Input for this task
^^^^^^^^
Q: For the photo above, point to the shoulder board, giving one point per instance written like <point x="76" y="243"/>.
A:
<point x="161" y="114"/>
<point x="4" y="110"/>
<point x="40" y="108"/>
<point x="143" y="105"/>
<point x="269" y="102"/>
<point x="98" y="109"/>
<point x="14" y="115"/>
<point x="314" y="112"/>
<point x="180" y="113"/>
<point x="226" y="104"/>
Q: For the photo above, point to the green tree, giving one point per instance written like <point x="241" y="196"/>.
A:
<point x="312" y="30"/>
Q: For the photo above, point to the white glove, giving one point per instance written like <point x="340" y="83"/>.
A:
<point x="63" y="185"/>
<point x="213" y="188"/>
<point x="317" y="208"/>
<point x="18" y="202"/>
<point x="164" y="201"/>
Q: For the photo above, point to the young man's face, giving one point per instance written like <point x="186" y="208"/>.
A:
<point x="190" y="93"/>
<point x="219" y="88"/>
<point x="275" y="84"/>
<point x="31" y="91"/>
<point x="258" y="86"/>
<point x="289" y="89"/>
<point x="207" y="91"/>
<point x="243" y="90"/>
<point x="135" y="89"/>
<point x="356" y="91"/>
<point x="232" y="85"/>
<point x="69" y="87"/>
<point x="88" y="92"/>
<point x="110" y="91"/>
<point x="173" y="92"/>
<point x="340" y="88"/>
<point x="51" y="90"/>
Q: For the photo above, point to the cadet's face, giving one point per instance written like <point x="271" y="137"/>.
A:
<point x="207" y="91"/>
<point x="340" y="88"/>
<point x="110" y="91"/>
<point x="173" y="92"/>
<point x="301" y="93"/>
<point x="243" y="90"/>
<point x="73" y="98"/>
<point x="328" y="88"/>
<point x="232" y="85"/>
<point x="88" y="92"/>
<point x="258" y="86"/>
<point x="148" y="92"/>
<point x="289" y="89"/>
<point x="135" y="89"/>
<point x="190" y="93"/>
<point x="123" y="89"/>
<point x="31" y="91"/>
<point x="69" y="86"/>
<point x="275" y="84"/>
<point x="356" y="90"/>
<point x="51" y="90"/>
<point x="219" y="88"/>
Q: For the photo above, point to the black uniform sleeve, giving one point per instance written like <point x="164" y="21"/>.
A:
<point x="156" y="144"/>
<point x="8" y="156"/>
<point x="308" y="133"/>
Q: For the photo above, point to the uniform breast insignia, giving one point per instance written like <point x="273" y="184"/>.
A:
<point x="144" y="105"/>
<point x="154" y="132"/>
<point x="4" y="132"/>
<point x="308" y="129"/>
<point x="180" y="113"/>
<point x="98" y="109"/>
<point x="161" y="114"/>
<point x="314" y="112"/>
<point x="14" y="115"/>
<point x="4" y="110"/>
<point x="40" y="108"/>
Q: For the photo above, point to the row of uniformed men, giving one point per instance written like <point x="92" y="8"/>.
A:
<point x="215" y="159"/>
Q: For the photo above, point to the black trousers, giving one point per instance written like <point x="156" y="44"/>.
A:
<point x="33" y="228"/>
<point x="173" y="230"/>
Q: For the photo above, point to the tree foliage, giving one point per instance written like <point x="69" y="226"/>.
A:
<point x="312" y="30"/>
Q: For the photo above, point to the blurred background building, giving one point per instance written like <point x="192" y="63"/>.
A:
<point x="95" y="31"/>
^^^^^^^^
Work required
Your response needs to restate the lines above exactly.

Task response
Q: For the photo above, point to the shoulder board, giving one point per instance written like <point x="76" y="243"/>.
A:
<point x="161" y="114"/>
<point x="4" y="110"/>
<point x="40" y="108"/>
<point x="143" y="105"/>
<point x="269" y="102"/>
<point x="98" y="109"/>
<point x="14" y="115"/>
<point x="314" y="112"/>
<point x="180" y="113"/>
<point x="226" y="104"/>
Q: For the photo above, point to the green tree, giving one point per instance written like <point x="241" y="196"/>.
A:
<point x="312" y="30"/>
Q: For the photo above, point to the white glove, giving one point per instance written like <point x="340" y="83"/>.
A:
<point x="63" y="185"/>
<point x="213" y="188"/>
<point x="317" y="208"/>
<point x="18" y="202"/>
<point x="164" y="201"/>
Q: For the photo above, point to the young man's face, giving one point per instance written like <point x="186" y="208"/>.
A:
<point x="190" y="93"/>
<point x="219" y="88"/>
<point x="275" y="84"/>
<point x="31" y="91"/>
<point x="258" y="86"/>
<point x="289" y="89"/>
<point x="207" y="91"/>
<point x="243" y="90"/>
<point x="135" y="89"/>
<point x="356" y="91"/>
<point x="232" y="85"/>
<point x="69" y="87"/>
<point x="88" y="92"/>
<point x="110" y="91"/>
<point x="173" y="92"/>
<point x="340" y="88"/>
<point x="51" y="90"/>
Q: For the photo above, point to the cadet's face, giving one point per instance written like <point x="271" y="137"/>.
A:
<point x="207" y="91"/>
<point x="340" y="88"/>
<point x="110" y="91"/>
<point x="173" y="92"/>
<point x="301" y="93"/>
<point x="243" y="90"/>
<point x="73" y="98"/>
<point x="328" y="88"/>
<point x="232" y="85"/>
<point x="88" y="92"/>
<point x="258" y="86"/>
<point x="148" y="92"/>
<point x="289" y="89"/>
<point x="135" y="89"/>
<point x="190" y="93"/>
<point x="123" y="89"/>
<point x="31" y="91"/>
<point x="69" y="86"/>
<point x="275" y="84"/>
<point x="356" y="90"/>
<point x="51" y="90"/>
<point x="219" y="88"/>
Q: For the photo above, point to the black uniform sleeve, giving one point per instance written like <point x="164" y="21"/>.
A:
<point x="156" y="144"/>
<point x="8" y="156"/>
<point x="308" y="133"/>
Q: For the photo above, point to the uniform breast insignia, giving one point per instance written like <point x="273" y="184"/>.
A:
<point x="144" y="105"/>
<point x="154" y="132"/>
<point x="4" y="132"/>
<point x="308" y="129"/>
<point x="180" y="113"/>
<point x="98" y="109"/>
<point x="161" y="114"/>
<point x="314" y="112"/>
<point x="14" y="115"/>
<point x="4" y="110"/>
<point x="40" y="108"/>
Q: For the photo above, point to the row of uniformed men, giving one point per instance written like <point x="92" y="8"/>.
A:
<point x="215" y="159"/>
Q: For the photo above, point to the black trousers, giving one point per instance written like <point x="156" y="44"/>.
A:
<point x="33" y="228"/>
<point x="173" y="230"/>
Q: For the photo above, point to the tree foliage, giving one point per instance written like <point x="69" y="226"/>.
A:
<point x="312" y="30"/>
Q: For the photo above, point to the blurred background building, giving one point per instance written like <point x="192" y="63"/>.
A:
<point x="95" y="31"/>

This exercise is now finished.